# Task goal
Repeat the data verbatim.

# Recorded information
▶

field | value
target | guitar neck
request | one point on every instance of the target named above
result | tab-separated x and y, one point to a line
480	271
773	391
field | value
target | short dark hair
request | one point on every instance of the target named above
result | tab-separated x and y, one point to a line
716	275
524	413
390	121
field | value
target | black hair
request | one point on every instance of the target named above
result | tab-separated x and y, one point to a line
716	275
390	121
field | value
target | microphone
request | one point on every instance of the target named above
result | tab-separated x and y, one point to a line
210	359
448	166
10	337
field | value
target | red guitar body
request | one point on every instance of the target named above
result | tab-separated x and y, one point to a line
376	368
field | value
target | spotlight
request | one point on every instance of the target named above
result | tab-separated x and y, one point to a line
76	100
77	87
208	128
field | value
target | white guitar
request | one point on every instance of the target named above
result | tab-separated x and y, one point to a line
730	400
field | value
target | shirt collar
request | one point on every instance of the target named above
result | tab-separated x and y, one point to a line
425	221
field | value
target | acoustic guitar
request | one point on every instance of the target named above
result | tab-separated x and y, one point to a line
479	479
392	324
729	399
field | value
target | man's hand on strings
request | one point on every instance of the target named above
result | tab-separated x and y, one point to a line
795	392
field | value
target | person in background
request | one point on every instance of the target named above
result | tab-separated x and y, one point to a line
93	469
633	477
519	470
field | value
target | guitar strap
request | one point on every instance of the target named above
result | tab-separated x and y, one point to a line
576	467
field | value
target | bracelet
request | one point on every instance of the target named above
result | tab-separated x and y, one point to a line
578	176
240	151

◀

# Worked solution
field | value
target | guitar neck
request | one point on every instance of the target named above
result | tab-separated x and y, one point to a line
480	271
773	391
field | value
target | short dark hair
request | one point on every instance of the target named above
result | tab-separated x and y, one point to a line
716	275
524	413
390	121
field | value
target | black hair
request | one point on every instance of the target named above
result | tab-separated x and y, one point to a line
716	275
390	121
field | value
target | microphone
request | one point on every instance of the target named above
result | tab-separated x and y, one point to a line
210	359
448	166
10	337
field | value
target | red guitar body
request | one point on every instance of the target named above
result | tab-separated x and y, one point to a line
376	368
field | value
target | spotlight
request | one point on every instance of the target named above
result | tab-separated x and y, one point to a line
76	100
77	87
208	128
field | value
target | white guitar
request | one point on every instance of the target named above
result | tab-separated x and y, one point to a line
730	400
field | value
target | shirt collar
request | one point on every instance of the target named above
result | tab-separated x and y, one point to a line
425	221
field | value
target | acoustic guitar
request | one point on every instance of the target named above
result | tab-separated x and y, one point to a line
479	479
392	324
729	399
field | value
target | man's hand on strings
request | one point on every instance of the target named above
result | tab-separated x and y, one point to a line
795	392
field | value
target | person in background
request | one point on every instance of the target named above
result | tab-separated x and y, one point to a line
93	469
633	477
519	470
field | value
target | guitar strap
request | one point on every instance of the target named above
result | tab-separated x and y, one point to a line
576	467
field | value
target | bracelet
request | one point on every instance of the target named above
result | tab-separated x and y, one point to a line
578	176
240	151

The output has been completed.